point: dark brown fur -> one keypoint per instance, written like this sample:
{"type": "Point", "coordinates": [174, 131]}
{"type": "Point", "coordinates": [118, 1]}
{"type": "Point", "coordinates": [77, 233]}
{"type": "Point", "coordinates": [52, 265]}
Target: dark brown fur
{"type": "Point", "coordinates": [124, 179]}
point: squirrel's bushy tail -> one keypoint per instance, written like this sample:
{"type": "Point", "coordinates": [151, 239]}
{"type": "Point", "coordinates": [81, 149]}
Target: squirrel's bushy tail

--

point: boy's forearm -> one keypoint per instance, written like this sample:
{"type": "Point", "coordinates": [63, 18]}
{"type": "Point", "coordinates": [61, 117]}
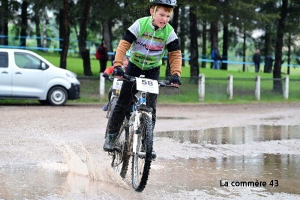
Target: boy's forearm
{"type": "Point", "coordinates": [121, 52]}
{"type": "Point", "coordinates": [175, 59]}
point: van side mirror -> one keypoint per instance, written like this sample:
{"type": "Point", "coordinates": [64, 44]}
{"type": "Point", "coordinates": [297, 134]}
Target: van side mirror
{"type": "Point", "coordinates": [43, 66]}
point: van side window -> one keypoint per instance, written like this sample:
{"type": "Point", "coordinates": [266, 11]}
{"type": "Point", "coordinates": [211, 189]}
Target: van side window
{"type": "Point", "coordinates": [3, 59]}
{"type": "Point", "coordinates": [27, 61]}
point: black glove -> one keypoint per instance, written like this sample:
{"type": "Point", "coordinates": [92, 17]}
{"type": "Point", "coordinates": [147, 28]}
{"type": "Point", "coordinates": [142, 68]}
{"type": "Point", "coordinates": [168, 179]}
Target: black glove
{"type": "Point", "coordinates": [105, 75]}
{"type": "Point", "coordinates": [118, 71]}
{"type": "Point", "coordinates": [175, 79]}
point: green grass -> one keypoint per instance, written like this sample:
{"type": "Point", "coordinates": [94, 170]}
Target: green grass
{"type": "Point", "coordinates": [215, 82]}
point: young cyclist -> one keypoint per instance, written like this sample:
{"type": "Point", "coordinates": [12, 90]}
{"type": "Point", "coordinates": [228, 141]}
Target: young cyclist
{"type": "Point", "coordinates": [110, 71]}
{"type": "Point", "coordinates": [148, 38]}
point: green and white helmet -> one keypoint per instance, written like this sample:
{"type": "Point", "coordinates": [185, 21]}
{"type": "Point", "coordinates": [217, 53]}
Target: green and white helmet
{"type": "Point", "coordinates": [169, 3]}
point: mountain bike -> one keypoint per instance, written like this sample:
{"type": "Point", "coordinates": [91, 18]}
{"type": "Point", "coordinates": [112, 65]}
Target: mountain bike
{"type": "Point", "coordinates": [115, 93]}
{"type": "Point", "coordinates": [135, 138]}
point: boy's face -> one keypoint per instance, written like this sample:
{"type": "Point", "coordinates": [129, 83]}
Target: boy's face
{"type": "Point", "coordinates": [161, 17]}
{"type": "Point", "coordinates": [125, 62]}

**The task:** Look through the material above. Copy each line where the word "bushy" appears.

**Task solution:**
point: squirrel's bushy tail -> one keypoint per instance, written like this sample:
Target: squirrel's bushy tail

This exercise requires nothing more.